Text shown.
>>>>>
Clients and users of the internet facilities provided by Tuxis Internet Engineering V.O.F. (hereinafter Tuxis) are expected to have taken notion of the 'Acceptable Use Policy' as well as the 'Abuse Policy'.

1.    Article 1 GENERAL
  1. All our offers, agreements and their implementation are governed solely by the terms and conditions in hand. Deviations must be explicitly agreed upon with us in writing.
  2. In these terms 'the other party' is understood to be: each natural (or legal) person who has closed an agreement with our company, or wishes to close one, as well as their representative(s), delegate(s), assignee(s) and heirs.
  3. The terms and conditions as formulated by the other party will remain unchanged to the extent that they are not in conflict with the terms and conditions in hand. In case of any conflict, our conditions will take precedence under any circumstance, even if priority has been stipulated otherwise.
  4. The Acceptable Use Policy and Abuse Policy are valid on all our agreements and their implementation, as applicable at the time of the conduct that contravenes the Acceptable Use Policy.      
  1. All our offers and propositions, in whatever form, are noncommittal, unless we explicitly stated otherwise.
  2. If an offer is accompanied with demos, drawings, estimates, plans, catalogues or other documents or digital information on products, these remain our property at all times and must be returned to us at request. They may not be reproduced, copied, cached or shown to third parties without our permission.
  3. Transmission of offers and/or (other) documentation does not put us under the obligation to accept an order. Non-acceptance will be notified to the other party as soon as possible, but within 14 days in any case. Therefore the agreement is concluded only 14 days after acceptance or as soon as we confirm the agreement in writing or (start to) execute it.
3. Article 3 DELIVERY
  1. We reserve the right to reject assignments or orders without foundation, or to exclusively deliver against cash payment or cash on delivery.
  2. Our reported delivery times are an indication and are not to be regarded as deadlines. Delivery time statements are always and approximation, unless specified otherwise in writing.
  3. Delivery shall be ex works or ex warehouse, unless otherwise agreed.
  4. We reserve the right to demand cash on delivery or prepayment from the other party.
  1. If the other party wishes to cancel after an agreement has been concluded, a 15% cancellation fee (based on the order price including VAT) will be charged, provided we agree to the dissolution, without it affecting our right to full compensation including lost profits.
5. Article 5 PRICES
  1. Unless stated otherwise, our prices are:
    • for services based on hourly rates
    • for goods based on delivery ex works or warehouse
    • excluding VAT, import duties, other taxes, levies and duties'
    • excluding the costs of packaging, loading and unloading, transport and insurance
    • excluding installation and instruction costs
    • in Euros
    • excluding telephone or telecommunication costs
  2. In the event of an increase of one or more of the cost factors, we are entitled to increase the order price accordingly; all this with due regard to any relevant existing regulations, on the understanding that any foreseeable future price increases must be recorded in the order confirmation.
<<<<<
Extracted material.
>>>>>
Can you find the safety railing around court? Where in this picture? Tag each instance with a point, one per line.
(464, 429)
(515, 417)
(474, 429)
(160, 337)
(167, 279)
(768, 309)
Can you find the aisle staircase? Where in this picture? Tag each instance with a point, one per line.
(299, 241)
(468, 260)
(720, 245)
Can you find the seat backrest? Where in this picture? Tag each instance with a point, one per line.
<<<<<
Directive 1. In the Tuxis terms and conditions above, what percentage is charged as a cancellation fee when the other party cancels after an agreement has been concluded?
Directive 2. Reproduce the part of the Tuxis terms and conditions from "Clients and users" to "us in writing.".
Directive 3. Rewrite the paragraph of the Tuxis terms and conditions beginning "Transmission of offers and/or (other) documentation" as a short list that keeps its main facts.

Worked answer 1. 15%, based on the order price including VAT.

Worked answer 2.
Clients and users of the internet facilities provided by Tuxis Internet Engineering V.O.F. (hereinafter Tuxis) are expected to have taken notion of the 'Acceptable Use Policy' as well as the 'Abuse Policy'.

1.    Article 1 GENERAL
  1. All our offers, agreements and their implementation are governed solely by the terms and conditions in hand. Deviations must be explicitly agreed upon with us in writing.

Worked answer 3.
- Sending offers or other documentation does not oblige Tuxis to accept an order.
- Non-acceptance is notified to the other party as soon as possible, and always within 14 days.
- The agreement is concluded 14 days after acceptance, or as soon as Tuxis confirms it in writing or starts to execute it.